→ **Your instructions**:
Locate each line in the entries below that includes the string "washer", and copy those lines out in full.

========

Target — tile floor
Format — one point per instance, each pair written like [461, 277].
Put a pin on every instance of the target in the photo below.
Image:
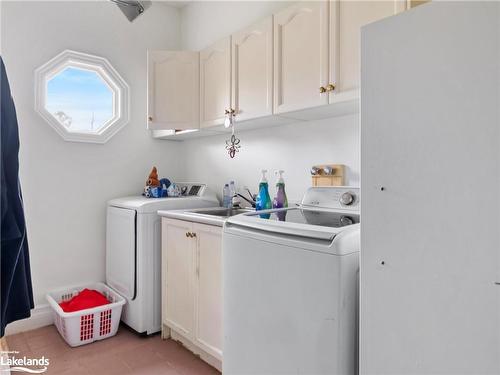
[124, 354]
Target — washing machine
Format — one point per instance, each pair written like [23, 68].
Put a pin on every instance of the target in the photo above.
[133, 251]
[290, 287]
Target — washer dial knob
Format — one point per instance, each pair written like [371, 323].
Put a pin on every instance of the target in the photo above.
[346, 220]
[346, 199]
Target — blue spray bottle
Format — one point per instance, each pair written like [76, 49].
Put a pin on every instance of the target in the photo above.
[263, 201]
[280, 201]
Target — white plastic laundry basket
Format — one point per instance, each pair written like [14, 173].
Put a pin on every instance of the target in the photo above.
[86, 326]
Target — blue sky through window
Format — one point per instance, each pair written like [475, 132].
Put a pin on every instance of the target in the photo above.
[79, 99]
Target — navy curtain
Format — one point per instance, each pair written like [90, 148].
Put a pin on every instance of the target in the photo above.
[16, 299]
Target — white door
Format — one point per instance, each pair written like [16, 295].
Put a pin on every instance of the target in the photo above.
[430, 238]
[178, 251]
[121, 251]
[252, 71]
[215, 83]
[209, 288]
[173, 90]
[346, 20]
[301, 56]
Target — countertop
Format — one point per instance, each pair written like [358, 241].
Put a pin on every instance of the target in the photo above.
[190, 215]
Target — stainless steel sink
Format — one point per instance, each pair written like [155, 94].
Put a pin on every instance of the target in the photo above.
[223, 212]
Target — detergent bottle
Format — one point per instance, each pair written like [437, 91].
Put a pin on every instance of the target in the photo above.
[263, 201]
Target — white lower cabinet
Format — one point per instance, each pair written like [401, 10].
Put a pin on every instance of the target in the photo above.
[192, 287]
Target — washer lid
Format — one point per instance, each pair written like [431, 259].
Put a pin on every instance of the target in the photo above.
[152, 205]
[300, 222]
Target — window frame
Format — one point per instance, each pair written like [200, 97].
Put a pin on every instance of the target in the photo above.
[98, 65]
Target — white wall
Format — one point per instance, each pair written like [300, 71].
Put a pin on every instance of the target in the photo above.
[294, 148]
[66, 184]
[204, 22]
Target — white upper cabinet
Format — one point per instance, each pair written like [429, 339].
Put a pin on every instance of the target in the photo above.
[347, 18]
[173, 90]
[301, 56]
[252, 71]
[215, 83]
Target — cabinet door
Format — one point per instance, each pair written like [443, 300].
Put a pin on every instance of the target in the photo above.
[215, 83]
[252, 71]
[173, 87]
[301, 56]
[209, 288]
[178, 259]
[347, 18]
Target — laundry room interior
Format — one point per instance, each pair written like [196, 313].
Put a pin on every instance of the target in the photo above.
[250, 187]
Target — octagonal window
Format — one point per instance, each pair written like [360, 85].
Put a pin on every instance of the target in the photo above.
[82, 97]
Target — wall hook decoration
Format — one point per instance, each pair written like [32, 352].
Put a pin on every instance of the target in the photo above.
[233, 143]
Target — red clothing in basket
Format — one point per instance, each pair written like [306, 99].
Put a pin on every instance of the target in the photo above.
[86, 299]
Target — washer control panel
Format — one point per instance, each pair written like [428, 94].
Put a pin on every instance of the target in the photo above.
[333, 197]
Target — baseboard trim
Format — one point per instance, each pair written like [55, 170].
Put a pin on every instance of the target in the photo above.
[41, 316]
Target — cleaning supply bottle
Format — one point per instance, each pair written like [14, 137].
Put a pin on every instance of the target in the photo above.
[226, 196]
[263, 201]
[280, 201]
[232, 189]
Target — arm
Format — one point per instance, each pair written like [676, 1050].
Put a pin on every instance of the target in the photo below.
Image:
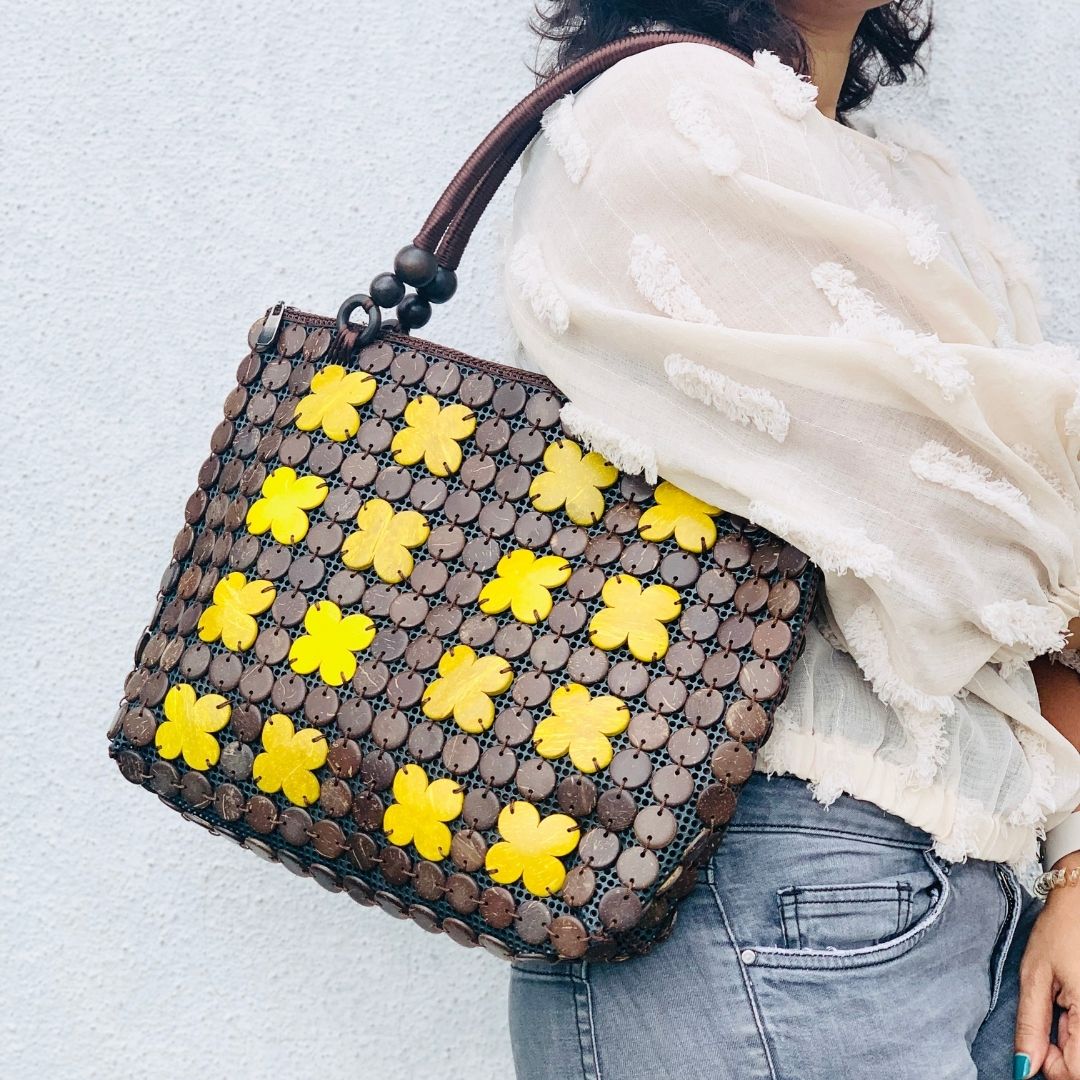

========

→ **Task answer**:
Target — washer dial knob
Target — washer lid
Target — washer control panel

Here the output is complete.